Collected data
__________

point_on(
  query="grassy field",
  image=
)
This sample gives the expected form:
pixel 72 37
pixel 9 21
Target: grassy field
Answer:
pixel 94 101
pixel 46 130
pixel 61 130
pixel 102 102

__________

Exercise aim - Reproduce these entries line for line, with no changes.

Complete output -
point_on(
  query="grassy field",
  image=
)
This sample gives the expected form:
pixel 72 37
pixel 9 21
Target: grassy field
Answer:
pixel 94 101
pixel 46 130
pixel 61 130
pixel 102 102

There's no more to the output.